Document section

Throughout most of the nineteenth century, it was believed that the tens of thousands of earthen mounds that dotted the central United States were engineering feats created by a mysterious, lost race - a race that had been destroyed by the less civilized Indians.
By the late 1880s, it was becoming clear that the mounds were actually built by ancestors of the numerous native American groups. The history of ideas associated with the mounds and their builders, from the mid-nineteenth century , to contemporary archaeological research in the Illinois River Valley.
It is now known that there were at least two major mound-building cultures: the Hopewell, which flourished between 300 B.C. and 300 A.D., and the Mississippian, which peaked around 1200 A.D. Hopewellian mounds are usually conical, earthen structures concealing burials in which marvelously carved stone pipes and mica cutouts are found along with skeletal remains. The later Mississippian mounds tend to be square or rectangular, massive, flat-topped, mesa-like platforms on which houses or temples were erected. Archaeologists believe that a shift to settled maize agriculture had occurred by the time the Mississippian cultures appeared. Such an economic base permitted the growth of veritable metropolises, such as Cahokia, near East St. Louis, where the largest mound stands 100 feet high and covers an area of almost 15 acres. At Cahokia, over 100 mounds formed the heart of a city-state that may have had a population of 20,000 and dominated an area about the size of New York State.

Exercise data
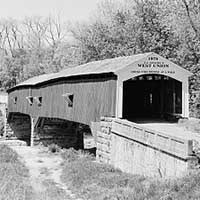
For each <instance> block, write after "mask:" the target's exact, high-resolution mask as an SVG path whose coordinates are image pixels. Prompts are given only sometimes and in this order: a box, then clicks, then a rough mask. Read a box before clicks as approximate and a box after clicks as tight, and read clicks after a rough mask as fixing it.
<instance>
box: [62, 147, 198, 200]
mask: <svg viewBox="0 0 200 200" xmlns="http://www.w3.org/2000/svg"><path fill="white" fill-rule="evenodd" d="M66 153H67V155H68V156H67V157H65V158H66V160H65V163H64V165H63V173H62V180H63V181H64V182H65V183H66V185H67V186H69V187H70V189H71V190H73V191H74V192H75V193H76V194H78V195H79V196H81V198H83V199H95V200H108V199H109V200H110V199H111V200H114V199H119V200H133V199H137V200H144V199H148V200H160V199H163V200H169V199H171V200H173V199H174V200H175V199H176V200H181V199H186V200H189V199H199V198H200V192H199V186H200V182H199V178H200V172H199V170H197V171H196V172H194V173H192V174H190V175H186V176H184V177H182V178H179V179H171V180H162V181H161V180H156V179H154V178H153V179H152V178H148V177H144V176H140V175H131V174H127V173H123V172H121V171H120V170H118V169H115V168H113V167H112V166H110V165H105V164H100V163H97V162H95V161H93V160H91V159H90V158H89V159H88V158H87V157H85V156H84V155H85V154H84V153H83V154H82V156H81V154H80V152H76V151H74V150H66ZM70 153H72V154H73V155H75V156H74V157H73V159H71V158H69V154H70ZM77 155H79V156H77ZM68 158H69V159H68Z"/></svg>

Exercise directions
Copy the section of the mound-builders text from "Throughout most of" to "less civilized Indians." word for word.

Response
Throughout most of the nineteenth century, it was believed that the tens of thousands of earthen mounds that dotted the central United States were engineering feats created by a mysterious, lost race - a race that had been destroyed by the less civilized Indians.